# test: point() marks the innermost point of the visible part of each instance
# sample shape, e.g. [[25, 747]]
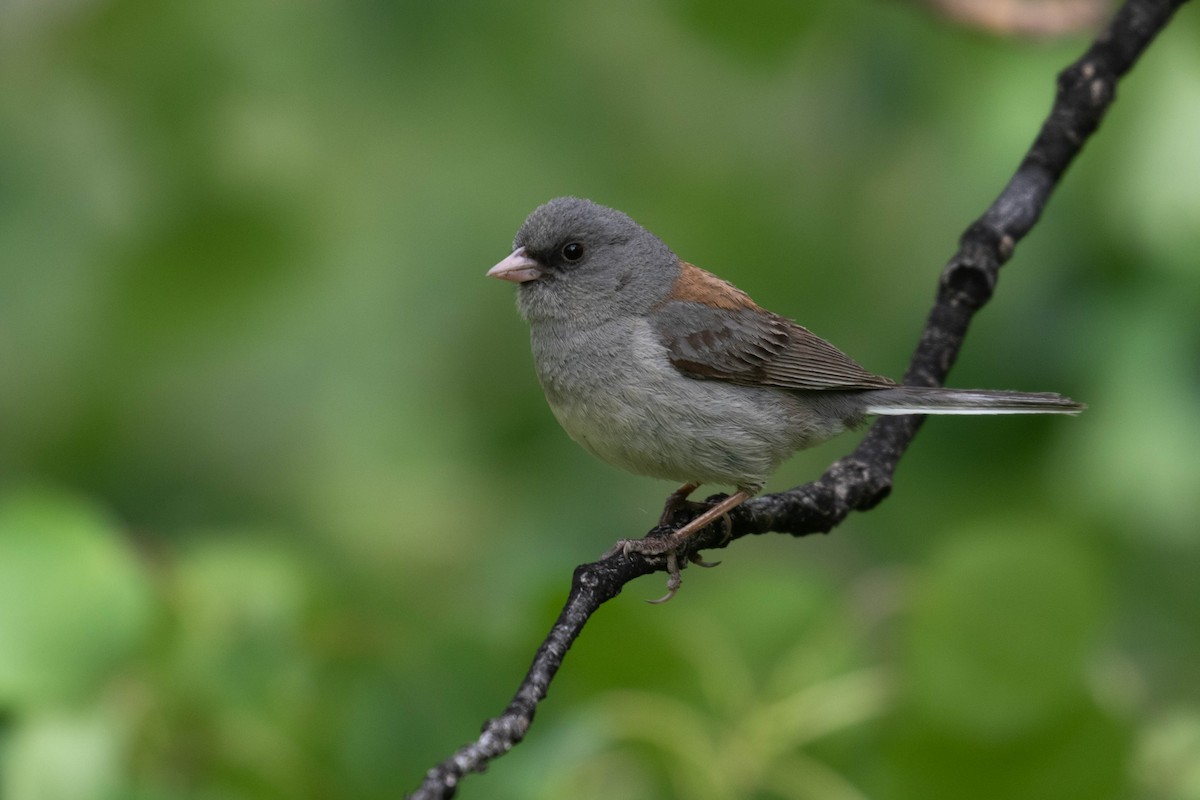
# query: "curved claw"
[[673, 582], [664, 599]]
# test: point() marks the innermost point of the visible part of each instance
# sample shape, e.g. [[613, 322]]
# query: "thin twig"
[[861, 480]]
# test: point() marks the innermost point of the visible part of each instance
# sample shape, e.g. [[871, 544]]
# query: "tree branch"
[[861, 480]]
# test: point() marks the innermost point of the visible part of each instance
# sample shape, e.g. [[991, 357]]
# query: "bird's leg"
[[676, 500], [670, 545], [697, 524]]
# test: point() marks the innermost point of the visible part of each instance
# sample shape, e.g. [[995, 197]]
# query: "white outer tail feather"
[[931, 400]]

__________________________________________________

§ **Instructions to follow**
Give the tally of lines in the listing above that contain the string "sample", with nothing besides it.

§ **Exercise result**
5